Put each line of the records below into a numbered list, leaving out any blank lines.

• **SOURCE RECORDS**:
┄┄┄┄┄┄┄┄┄┄

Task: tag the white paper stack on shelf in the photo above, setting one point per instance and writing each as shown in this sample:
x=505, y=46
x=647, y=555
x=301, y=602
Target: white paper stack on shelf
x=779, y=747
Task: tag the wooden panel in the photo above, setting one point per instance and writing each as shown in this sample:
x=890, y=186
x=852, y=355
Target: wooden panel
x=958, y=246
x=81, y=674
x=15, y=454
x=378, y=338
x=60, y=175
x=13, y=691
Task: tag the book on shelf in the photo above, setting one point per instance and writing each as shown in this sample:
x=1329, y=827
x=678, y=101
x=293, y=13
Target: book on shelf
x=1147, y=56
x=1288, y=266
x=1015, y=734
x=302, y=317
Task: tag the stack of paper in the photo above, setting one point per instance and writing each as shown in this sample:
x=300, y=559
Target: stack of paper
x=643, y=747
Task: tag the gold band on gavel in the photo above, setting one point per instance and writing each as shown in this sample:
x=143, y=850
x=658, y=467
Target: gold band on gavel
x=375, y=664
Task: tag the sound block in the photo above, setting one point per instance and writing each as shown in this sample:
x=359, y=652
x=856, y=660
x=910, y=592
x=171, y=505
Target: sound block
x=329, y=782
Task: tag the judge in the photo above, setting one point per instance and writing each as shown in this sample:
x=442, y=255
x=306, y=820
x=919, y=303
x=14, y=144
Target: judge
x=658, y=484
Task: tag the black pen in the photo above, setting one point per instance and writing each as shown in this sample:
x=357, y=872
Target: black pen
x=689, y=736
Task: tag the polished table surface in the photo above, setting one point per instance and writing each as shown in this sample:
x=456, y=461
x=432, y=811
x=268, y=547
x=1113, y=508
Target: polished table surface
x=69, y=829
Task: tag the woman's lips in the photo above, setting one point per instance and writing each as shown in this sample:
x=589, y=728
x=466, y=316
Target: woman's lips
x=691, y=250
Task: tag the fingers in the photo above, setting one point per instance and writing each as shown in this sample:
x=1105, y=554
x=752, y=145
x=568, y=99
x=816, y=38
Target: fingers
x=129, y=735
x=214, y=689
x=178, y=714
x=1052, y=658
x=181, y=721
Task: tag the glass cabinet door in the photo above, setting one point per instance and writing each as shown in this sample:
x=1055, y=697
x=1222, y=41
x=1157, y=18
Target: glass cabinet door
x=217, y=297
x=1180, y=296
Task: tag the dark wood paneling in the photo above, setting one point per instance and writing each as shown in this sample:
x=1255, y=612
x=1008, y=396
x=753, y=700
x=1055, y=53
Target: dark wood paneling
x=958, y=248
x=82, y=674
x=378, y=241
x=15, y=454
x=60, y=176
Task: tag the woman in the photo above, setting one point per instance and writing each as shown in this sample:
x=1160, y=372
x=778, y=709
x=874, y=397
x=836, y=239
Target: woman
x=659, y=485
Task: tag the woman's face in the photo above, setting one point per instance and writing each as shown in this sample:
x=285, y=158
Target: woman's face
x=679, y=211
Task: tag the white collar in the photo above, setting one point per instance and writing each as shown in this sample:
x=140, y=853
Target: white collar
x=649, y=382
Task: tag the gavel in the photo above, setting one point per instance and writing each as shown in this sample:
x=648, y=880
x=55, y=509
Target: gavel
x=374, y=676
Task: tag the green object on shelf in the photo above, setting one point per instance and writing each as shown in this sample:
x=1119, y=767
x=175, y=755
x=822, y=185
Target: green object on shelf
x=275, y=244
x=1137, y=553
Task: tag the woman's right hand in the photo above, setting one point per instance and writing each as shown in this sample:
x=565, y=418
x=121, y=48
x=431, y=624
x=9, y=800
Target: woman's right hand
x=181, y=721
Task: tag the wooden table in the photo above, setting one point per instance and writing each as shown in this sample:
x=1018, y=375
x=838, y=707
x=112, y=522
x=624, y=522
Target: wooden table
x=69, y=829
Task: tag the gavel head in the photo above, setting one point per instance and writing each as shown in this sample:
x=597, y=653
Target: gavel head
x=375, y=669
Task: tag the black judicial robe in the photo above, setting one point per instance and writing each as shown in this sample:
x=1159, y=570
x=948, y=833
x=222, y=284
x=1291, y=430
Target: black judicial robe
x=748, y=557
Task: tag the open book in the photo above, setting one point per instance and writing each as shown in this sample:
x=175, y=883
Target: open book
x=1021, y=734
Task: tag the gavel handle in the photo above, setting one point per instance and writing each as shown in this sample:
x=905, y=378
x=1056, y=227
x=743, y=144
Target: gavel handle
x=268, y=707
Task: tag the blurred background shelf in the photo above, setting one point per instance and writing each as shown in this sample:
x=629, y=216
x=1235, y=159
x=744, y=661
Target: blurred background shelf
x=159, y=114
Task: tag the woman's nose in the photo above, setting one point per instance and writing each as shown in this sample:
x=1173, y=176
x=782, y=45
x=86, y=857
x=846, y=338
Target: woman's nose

┄┄┄┄┄┄┄┄┄┄

• **REPLY TO THE EXERCISE**:
1. Task: tag the white paper stack on shelf in the photo above, setting one point per instance and writing each as shown in this sample:
2. x=505, y=46
3. x=647, y=555
4. x=301, y=602
5. Target: white paper stack on shelf
6. x=779, y=747
7. Task: tag the wooden panel in the photo above, setting one point per instance and writing each as shown in this sample:
8. x=890, y=186
9. x=852, y=355
10. Target: wooden panel
11. x=958, y=246
12. x=81, y=674
13. x=15, y=454
14. x=378, y=338
15. x=60, y=175
16. x=13, y=691
17. Task: tag the book on shelf in the photo above, setting one point per instance and writing each as shown in this sample:
18. x=1329, y=827
19. x=678, y=101
20. x=293, y=13
21. Target: book on shelf
22. x=1147, y=56
23. x=1288, y=266
24. x=1015, y=734
25. x=302, y=317
26. Task: tag the stack of paper in the photo above, setting one point per instance and writing each as shown in this sample:
27. x=300, y=559
28. Target: stack of paper
29. x=643, y=747
30. Task: tag the gold band on gavel in the photo above, setting one point per instance and writing each as shown in this sample:
31. x=143, y=850
32. x=658, y=467
33. Target: gold band on gavel
34. x=375, y=664
35. Task: tag the sound block in the photo above, setting one point per instance and writing each as shown in this sample:
36. x=359, y=652
37. x=856, y=660
38. x=910, y=592
39. x=171, y=505
40. Target: sound block
41. x=329, y=782
42. Task: tag the judge in the photo above, setting one point per instance and writing each as shown in this sample:
43. x=442, y=255
44. x=306, y=820
45. x=919, y=303
46. x=14, y=144
47. Target: judge
48. x=658, y=484
49. Task: tag the black pen in the photo above, setting one point per instance and writing each as shown in this sample:
50. x=357, y=872
51. Target: black pen
52. x=689, y=736
53. Task: tag the polished table surface in the photo above, setting one point per instance and writing each as shown in this sample:
54. x=456, y=461
55. x=432, y=811
56. x=268, y=547
57. x=1113, y=508
58. Target: polished table surface
59. x=69, y=829
60. Task: tag the woman's lips in the photo above, setting one point per instance and writing each as shown in this sample:
61. x=589, y=728
62. x=466, y=316
63. Target: woman's lips
64. x=691, y=250
65. Task: tag the fingers in the photo above, setting one point per instance and writing each as shown in this sample:
66. x=1105, y=554
67. x=752, y=145
68. x=568, y=99
69. x=816, y=38
70. Target: fingers
71. x=129, y=735
72. x=214, y=689
73. x=178, y=714
74. x=1052, y=658
75. x=181, y=721
76. Task: tag the glass cabinet door in the photo above, setting one point per instance and writing each as shown in this sample:
77. x=1055, y=697
78. x=1222, y=41
79. x=1157, y=18
80. Target: glass cabinet door
81. x=217, y=297
82. x=1180, y=296
83. Task: tag the dark wood paneling in the photo above, setting one point per instance and writing each as shown in this sample:
84. x=1255, y=612
85. x=1008, y=396
86. x=753, y=700
87. x=1055, y=53
88. Target: dark wood paneling
89. x=958, y=248
90. x=82, y=674
91. x=378, y=241
92. x=15, y=454
93. x=60, y=176
94. Task: tag the woman in the photo above, setting one point per instance and writing each as shown in this sample:
95. x=1160, y=372
96. x=778, y=709
97. x=874, y=397
98. x=836, y=239
99. Target: woman
100. x=659, y=485
101. Task: tag the woman's face in the photo above, setting one point per instance and writing each as shown in this sample:
102. x=285, y=158
103. Target: woman's face
104. x=679, y=211
105. Task: tag the white collar in the photo above, setting one point per instance and writing each as shown in this sample:
106. x=140, y=853
107. Target: white collar
108. x=649, y=382
109. Task: tag the gavel in the photo above, setting one point per instance and writing each as shown in this sample:
110. x=648, y=880
111. x=55, y=509
112. Target: gavel
113. x=374, y=676
114. Task: tag the green object on shelf in the photo above, setting one point per instance and writing each as shown in this sample:
115. x=1119, y=767
116. x=175, y=755
117. x=822, y=185
118. Target: green object on shelf
119. x=275, y=244
120. x=1137, y=553
121. Task: tag the woman's right hand in the photo above, setting one point per instance and writing each as shown in this sample:
122. x=565, y=418
123. x=121, y=48
124. x=431, y=624
125. x=9, y=800
126. Target: woman's right hand
127. x=181, y=721
128. Task: tag the wooden table in the photo above, setting one point per instance and writing each as shown in this sample:
129. x=1018, y=375
130. x=838, y=707
131. x=112, y=522
132. x=624, y=522
133. Target: wooden table
134. x=69, y=829
135. Task: tag the gavel head in the photo above, setting one point per instance and writing each as shown in this sample:
136. x=597, y=653
137. Target: gavel head
138. x=375, y=669
139. Task: tag the black judicial robe in the photo above, setting one point per instance and writing each as shown in this sample:
140. x=1159, y=570
141. x=948, y=833
142. x=222, y=284
143. x=1291, y=430
144. Target: black judicial robe
145. x=748, y=557
146. Task: tag the open book in the photo above, setting one point per instance and writing each as shown in this sample:
147. x=175, y=883
148. Target: open book
149. x=1021, y=734
150. Task: tag the gavel handle in the photo above, setting one point per instance and writing each as shown in this sample:
151. x=905, y=378
152. x=1056, y=227
153. x=743, y=144
154. Target: gavel handle
155. x=268, y=707
156. Task: tag the blurred background shelf in the photo above, setting one point per instance and writing each as shown in this sample:
157. x=629, y=216
158. x=1235, y=159
159. x=744, y=661
160. Target: blurred background shelf
161. x=159, y=114
162. Task: tag the woman's nose in the photo above, setting one point per instance and writing each as shown in this sample:
163. x=1173, y=176
164. x=782, y=45
165. x=86, y=857
166. x=846, y=338
167. Target: woman's nose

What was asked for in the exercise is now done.